▶ Supplied text
— Begin —
I don't see why you'd need a separate flag for memory management, Windows version, printer driver isolation, awareness of long paths, and all of that jazz.
Still, https://learn.microsoft.com/en-us/windows/win32/sbscs/applic... has a setting to enable modern memory management.
As somebody who's been procrastinating on getting my main project off of SSDT,
We can all tell.
"We're meeting our KPIs at your expense!"
That said, what deficiencies do you see in the scheduler with the current build of Windows?
I'd be curious what a better/non-legacy solution is! (as I do this stuff haha, and don't see much else other than full cloud options, sf etc)
Knowing nothing about this, I wonder if they're getting ready to retire Windows Server, and wanted to get their server products off it?
Edit: How they did it is also quite fascinating:
https://www.microsoft.com/en-us/sql-server/blog/2016/12/16/s...
https://www.microsoft.com/en-us/research/project/drawbridge/
>a key contribution of Drawbridge is a version of Windows that has been enlightened to run within a single Drawbridge picoprocess.
MSSQL on Linux only seems to use parts of that project (a smaller abstraction layer), but that's still super cool.
First reason is MS SQL team read the writing on the wall and realized if they wanted a chance to stay relevant, they needed to support Linux. I'm not sure that play really worked for them but it also gave benefits for number 2.
Second, they had to eat their own dogfood operationally with Azure and hated the taste of dealing with Windows. Linux offered lower RAM/CPU footprint along with much more ease of use with Kubernetes/Containers. Yes, Windows containers exists but as someone who has had to use them, it's rough experience.
For example, the Aspire.NET orchestrator pulls the Linux docker image of SQL Server in much the same way as it does for MySQL or Postgres.
I think it is essentially "complete drawbridge", too. I haven't played around with it in a while, but from memory, you can coerce it to run arbitrary Windows executables, basically anything without graphics (which are missing from the PAL they ship).
It's quite impressive, though also necessary if you think about it. SQL Server requires the legacy dot net stack, AND it also ships with a full copy of the msvc compiler/linker! Not sure if that's ever used by the Linux port, but it is installed. MSSQL kind of exercises every inch of the Windows API surface.
You can even run e.g. xp_dirtree and see an overlay of the host disk along with Drawbridge's copy of Windows.
Was a research project gone out of hand, arm64 macOS wasn't on the radar and the IoT product it was released for didn't succeed.
> I think it is essentially "complete drawbridge", too. I haven't played around with it in a while, but from memory, you can coerce it to run arbitrary Windows executables, basically anything without graphics (which are missing from the PAL they ship).
sbtrans (for arm64) was static binary translation only. No JIT fallback whatsoever.
> It's quite impressive, though also necessary if you think about it. SQL Server requires the legacy dot net stack,
The arm64 sbtrans-based version had that gone too, and it didn't have a nice engineering path towards supporting those. It'll come back later though I'm pretty sure, with using a more native arm64 version (or arm64EC which exists nowadays)
> AND it also ships with a full copy of the msvc compiler/linker! Not sure if that's ever used by the Linux port, but it is installed. MSSQL kind of exercises every inch of the Windows API surface.
Yes that's used for dynamic query optimisation. It was disabled in Azure SQL Edge for arm64 as that was a JIT-less translated version.
Windows Server is doing alright.
— End —
▶ Records for this task
— Begin —
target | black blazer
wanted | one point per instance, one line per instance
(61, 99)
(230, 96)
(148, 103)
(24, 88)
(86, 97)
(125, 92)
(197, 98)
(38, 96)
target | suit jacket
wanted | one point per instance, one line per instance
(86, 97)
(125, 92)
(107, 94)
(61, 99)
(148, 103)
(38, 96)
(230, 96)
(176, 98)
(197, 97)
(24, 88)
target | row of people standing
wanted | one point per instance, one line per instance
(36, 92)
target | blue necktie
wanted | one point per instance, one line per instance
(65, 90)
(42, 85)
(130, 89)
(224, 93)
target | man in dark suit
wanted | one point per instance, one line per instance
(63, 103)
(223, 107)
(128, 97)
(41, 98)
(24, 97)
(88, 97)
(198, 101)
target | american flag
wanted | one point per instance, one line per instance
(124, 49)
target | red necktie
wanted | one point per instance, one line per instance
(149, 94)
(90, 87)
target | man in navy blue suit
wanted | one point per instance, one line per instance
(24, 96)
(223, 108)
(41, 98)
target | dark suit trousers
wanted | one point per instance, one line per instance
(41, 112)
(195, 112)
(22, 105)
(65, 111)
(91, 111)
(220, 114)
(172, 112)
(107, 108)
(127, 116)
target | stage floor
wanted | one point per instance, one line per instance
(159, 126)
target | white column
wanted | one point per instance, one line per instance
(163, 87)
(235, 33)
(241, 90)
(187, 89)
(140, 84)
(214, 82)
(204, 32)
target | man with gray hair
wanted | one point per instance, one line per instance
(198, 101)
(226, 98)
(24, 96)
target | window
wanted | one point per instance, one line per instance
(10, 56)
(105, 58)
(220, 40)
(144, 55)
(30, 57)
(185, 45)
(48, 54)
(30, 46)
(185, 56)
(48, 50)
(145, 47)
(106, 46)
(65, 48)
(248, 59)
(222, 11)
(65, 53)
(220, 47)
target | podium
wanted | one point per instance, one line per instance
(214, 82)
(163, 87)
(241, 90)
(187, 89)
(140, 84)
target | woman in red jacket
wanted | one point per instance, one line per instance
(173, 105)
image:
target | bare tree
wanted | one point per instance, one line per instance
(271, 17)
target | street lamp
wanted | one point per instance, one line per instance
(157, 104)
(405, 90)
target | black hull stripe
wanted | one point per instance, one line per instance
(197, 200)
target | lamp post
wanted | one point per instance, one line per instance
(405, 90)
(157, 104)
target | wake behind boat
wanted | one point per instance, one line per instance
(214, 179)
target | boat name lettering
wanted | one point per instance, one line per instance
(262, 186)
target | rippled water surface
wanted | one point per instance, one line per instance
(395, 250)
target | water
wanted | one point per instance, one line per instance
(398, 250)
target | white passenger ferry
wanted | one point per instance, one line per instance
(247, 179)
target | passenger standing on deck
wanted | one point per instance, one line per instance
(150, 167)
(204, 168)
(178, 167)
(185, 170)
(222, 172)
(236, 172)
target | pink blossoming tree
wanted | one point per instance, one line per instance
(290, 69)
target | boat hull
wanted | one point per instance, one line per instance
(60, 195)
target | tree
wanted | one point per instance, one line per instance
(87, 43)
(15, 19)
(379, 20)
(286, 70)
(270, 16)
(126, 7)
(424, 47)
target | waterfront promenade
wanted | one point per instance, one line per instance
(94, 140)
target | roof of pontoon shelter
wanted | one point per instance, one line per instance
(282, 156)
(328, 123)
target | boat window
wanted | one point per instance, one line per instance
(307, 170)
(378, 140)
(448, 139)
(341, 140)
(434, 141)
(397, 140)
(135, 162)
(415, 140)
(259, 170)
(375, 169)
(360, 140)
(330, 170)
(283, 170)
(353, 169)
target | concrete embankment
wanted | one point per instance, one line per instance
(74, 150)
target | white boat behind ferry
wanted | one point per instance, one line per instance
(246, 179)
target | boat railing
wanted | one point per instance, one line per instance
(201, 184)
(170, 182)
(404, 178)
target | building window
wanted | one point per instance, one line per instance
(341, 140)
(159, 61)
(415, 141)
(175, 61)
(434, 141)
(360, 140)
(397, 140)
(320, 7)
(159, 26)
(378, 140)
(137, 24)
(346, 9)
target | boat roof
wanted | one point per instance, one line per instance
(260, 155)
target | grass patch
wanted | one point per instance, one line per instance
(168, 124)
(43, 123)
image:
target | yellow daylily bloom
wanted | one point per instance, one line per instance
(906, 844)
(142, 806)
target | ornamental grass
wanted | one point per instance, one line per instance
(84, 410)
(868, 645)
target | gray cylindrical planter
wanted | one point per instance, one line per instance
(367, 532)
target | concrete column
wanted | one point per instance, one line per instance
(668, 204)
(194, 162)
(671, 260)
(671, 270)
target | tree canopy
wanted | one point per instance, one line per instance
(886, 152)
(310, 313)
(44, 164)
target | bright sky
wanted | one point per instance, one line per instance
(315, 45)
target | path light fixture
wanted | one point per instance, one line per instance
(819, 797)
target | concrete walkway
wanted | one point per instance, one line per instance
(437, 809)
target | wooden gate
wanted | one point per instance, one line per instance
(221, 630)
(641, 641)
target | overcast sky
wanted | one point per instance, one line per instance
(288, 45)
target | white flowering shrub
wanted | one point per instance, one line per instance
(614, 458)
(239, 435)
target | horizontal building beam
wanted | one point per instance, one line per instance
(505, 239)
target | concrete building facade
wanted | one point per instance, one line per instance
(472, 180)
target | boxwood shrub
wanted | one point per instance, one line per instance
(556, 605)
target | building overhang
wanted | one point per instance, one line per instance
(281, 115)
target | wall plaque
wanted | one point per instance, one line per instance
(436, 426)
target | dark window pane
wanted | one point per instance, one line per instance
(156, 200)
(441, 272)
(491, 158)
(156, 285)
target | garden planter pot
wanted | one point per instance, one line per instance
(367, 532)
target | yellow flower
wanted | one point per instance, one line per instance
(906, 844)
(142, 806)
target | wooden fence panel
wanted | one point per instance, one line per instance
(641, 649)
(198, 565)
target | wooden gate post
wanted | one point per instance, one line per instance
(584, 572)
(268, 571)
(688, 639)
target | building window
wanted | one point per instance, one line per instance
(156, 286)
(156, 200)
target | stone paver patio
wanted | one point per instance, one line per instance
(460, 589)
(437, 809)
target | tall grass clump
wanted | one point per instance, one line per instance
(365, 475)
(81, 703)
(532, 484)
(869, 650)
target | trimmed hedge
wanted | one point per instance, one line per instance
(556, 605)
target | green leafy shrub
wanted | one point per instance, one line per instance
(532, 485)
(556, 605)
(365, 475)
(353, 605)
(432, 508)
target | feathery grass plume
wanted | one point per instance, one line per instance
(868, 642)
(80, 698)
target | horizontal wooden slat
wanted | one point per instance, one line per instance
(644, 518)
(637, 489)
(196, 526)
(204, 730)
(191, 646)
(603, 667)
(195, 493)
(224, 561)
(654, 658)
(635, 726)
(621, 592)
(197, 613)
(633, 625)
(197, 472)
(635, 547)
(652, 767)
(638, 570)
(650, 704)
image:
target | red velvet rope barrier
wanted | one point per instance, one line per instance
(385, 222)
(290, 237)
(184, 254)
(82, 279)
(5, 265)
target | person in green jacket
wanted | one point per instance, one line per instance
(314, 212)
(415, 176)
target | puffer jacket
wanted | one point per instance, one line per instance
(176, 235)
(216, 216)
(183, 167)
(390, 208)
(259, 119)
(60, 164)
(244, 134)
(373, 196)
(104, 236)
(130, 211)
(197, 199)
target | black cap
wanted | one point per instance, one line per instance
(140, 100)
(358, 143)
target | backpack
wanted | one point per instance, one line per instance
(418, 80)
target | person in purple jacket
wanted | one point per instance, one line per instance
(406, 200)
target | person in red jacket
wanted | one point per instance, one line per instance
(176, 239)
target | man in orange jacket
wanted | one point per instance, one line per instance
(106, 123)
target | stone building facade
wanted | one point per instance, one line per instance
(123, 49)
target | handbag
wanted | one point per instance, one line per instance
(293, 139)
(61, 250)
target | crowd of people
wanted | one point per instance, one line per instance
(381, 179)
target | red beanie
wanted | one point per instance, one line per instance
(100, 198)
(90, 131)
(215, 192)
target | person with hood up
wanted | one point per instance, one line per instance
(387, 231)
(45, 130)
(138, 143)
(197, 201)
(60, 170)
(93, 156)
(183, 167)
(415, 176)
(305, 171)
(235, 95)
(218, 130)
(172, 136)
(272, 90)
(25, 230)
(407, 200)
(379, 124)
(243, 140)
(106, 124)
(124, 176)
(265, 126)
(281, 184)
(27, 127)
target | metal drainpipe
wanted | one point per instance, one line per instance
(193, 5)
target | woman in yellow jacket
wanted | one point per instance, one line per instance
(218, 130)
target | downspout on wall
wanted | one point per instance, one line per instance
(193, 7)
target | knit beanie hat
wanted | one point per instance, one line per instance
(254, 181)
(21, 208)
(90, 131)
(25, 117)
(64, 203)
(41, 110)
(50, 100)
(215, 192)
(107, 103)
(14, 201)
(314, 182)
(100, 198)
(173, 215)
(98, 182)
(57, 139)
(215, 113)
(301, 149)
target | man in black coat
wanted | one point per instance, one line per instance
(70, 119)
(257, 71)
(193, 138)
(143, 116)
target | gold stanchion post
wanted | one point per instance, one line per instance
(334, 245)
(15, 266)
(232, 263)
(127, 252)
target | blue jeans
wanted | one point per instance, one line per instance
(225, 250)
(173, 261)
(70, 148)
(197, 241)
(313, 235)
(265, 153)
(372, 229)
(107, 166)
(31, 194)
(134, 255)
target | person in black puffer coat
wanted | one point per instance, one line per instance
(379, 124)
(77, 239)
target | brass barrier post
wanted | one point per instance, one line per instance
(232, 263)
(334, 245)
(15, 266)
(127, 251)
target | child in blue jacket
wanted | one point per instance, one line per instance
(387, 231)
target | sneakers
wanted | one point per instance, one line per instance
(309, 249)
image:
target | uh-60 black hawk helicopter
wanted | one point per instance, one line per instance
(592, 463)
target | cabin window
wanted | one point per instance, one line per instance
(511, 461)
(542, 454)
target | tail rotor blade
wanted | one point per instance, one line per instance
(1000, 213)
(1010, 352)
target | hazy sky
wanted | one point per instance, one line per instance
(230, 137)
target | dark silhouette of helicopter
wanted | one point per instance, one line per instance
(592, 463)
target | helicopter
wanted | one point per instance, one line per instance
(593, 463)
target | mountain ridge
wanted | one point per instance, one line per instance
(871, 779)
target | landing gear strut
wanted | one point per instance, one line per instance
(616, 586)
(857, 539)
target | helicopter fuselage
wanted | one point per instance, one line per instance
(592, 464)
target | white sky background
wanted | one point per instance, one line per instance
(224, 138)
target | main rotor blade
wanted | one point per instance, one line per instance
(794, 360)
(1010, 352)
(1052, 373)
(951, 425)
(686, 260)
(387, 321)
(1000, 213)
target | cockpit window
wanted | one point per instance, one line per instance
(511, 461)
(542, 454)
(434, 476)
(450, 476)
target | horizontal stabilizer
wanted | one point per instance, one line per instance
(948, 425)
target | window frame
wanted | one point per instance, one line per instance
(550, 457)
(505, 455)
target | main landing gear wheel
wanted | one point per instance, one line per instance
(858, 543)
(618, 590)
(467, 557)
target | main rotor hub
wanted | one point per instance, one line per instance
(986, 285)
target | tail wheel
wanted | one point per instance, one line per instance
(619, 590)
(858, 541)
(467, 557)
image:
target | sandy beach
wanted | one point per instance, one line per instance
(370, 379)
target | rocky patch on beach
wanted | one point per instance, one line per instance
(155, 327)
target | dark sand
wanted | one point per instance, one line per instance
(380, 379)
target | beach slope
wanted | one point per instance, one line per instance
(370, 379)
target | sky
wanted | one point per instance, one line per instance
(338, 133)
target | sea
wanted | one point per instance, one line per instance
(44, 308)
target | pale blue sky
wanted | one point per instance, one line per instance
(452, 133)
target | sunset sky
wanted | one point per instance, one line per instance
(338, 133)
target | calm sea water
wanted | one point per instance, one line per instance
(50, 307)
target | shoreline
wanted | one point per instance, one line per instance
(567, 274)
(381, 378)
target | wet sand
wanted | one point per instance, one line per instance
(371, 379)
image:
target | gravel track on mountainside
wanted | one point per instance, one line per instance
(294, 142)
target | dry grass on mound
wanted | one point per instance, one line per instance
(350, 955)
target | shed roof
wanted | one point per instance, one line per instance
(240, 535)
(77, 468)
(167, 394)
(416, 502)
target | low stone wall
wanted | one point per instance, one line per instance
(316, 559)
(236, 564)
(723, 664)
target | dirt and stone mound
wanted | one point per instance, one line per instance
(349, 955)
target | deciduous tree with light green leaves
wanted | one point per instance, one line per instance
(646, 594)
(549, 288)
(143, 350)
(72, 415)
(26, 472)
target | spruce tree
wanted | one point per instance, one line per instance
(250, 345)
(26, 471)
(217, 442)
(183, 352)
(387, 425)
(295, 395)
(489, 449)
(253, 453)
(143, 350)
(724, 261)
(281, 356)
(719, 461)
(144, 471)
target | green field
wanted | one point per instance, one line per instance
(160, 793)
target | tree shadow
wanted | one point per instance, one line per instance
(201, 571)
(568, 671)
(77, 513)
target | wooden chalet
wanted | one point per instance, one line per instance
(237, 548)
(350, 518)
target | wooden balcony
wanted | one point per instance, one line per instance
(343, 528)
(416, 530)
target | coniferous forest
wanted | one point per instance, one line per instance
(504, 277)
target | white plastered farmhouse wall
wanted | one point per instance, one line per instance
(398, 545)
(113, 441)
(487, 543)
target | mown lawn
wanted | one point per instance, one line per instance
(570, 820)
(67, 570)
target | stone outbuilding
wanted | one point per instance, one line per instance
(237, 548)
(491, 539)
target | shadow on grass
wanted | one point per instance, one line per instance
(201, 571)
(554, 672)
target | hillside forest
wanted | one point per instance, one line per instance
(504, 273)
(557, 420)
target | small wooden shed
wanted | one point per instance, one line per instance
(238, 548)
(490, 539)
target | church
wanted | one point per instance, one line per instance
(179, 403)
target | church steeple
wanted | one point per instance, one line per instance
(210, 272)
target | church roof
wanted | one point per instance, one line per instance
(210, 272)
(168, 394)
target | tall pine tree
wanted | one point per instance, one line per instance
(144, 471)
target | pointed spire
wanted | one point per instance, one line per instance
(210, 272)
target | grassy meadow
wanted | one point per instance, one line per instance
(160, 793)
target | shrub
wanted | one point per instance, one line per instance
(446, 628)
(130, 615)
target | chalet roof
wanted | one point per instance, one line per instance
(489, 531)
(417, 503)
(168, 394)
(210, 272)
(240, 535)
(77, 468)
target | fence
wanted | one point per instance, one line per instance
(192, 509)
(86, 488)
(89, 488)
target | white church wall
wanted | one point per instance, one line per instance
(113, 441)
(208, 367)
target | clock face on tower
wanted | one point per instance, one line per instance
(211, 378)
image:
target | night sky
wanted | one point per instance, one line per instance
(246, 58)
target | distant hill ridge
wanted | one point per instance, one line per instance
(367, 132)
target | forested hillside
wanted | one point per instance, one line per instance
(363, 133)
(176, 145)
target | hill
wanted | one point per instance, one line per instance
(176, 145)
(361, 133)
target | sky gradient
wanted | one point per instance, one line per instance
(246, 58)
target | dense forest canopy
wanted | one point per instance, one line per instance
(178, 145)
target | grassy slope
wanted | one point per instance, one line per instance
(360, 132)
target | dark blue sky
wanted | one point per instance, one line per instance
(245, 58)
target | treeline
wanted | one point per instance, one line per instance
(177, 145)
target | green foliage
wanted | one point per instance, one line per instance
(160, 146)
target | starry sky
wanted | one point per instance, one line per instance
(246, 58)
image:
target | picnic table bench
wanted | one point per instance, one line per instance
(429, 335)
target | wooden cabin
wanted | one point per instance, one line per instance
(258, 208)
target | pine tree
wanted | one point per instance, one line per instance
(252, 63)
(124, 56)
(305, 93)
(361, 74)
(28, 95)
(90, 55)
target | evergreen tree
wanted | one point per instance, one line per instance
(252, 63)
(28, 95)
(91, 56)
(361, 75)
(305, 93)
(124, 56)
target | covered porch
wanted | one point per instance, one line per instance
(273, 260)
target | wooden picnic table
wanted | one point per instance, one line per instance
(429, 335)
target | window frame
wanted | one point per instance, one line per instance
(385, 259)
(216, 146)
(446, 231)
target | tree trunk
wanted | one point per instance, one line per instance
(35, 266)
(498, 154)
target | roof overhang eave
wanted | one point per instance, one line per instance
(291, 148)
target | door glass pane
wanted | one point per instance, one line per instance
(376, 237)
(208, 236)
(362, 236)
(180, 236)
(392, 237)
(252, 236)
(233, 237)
— End —
▶ To do
1 > Which rows contain the string "concrete"? Extract each such line, treating case as significant.
2 > Can you carry the thread about SQL Server on Linux forward from where it stops?

▶ Outputs in order
1 >
target | concrete embankment
target | concrete column
target | concrete walkway
target | concrete building facade

2 >
I would bet there are at least some people using Onshape at their job. https://www.onshape.com/en/resource-center/case-studies/
https://www.solidworks.com/product/solidworks-xdesign
but like I said I just see what gets advertised at me in youtube ads
> Processors are always locked at the highest performance state (including "turbo" frequencies). All cores are unparked. Thermal output may be significant.
You might be benchmarking the chassis fans more than the CPUs!
Anyway to globally turn it on when a blacklist or denylist or whatever in case something individual acts up ?
For the question of how to do "segment heap on globally, with a list of exceptions that are still on NT Heap", I believe the "Image File Execution Options" regkey takes precedence over the global one. And the IFEO one lets you explicitly opt out. If you read the whitepaper from Mark Yason's 2016 talk at black hat, they explain how to use these registry keys.
> Processors are always locked at the highest performance state (including "turbo" frequencies).
Unless performance state means something idiosyncratic in MS terminology.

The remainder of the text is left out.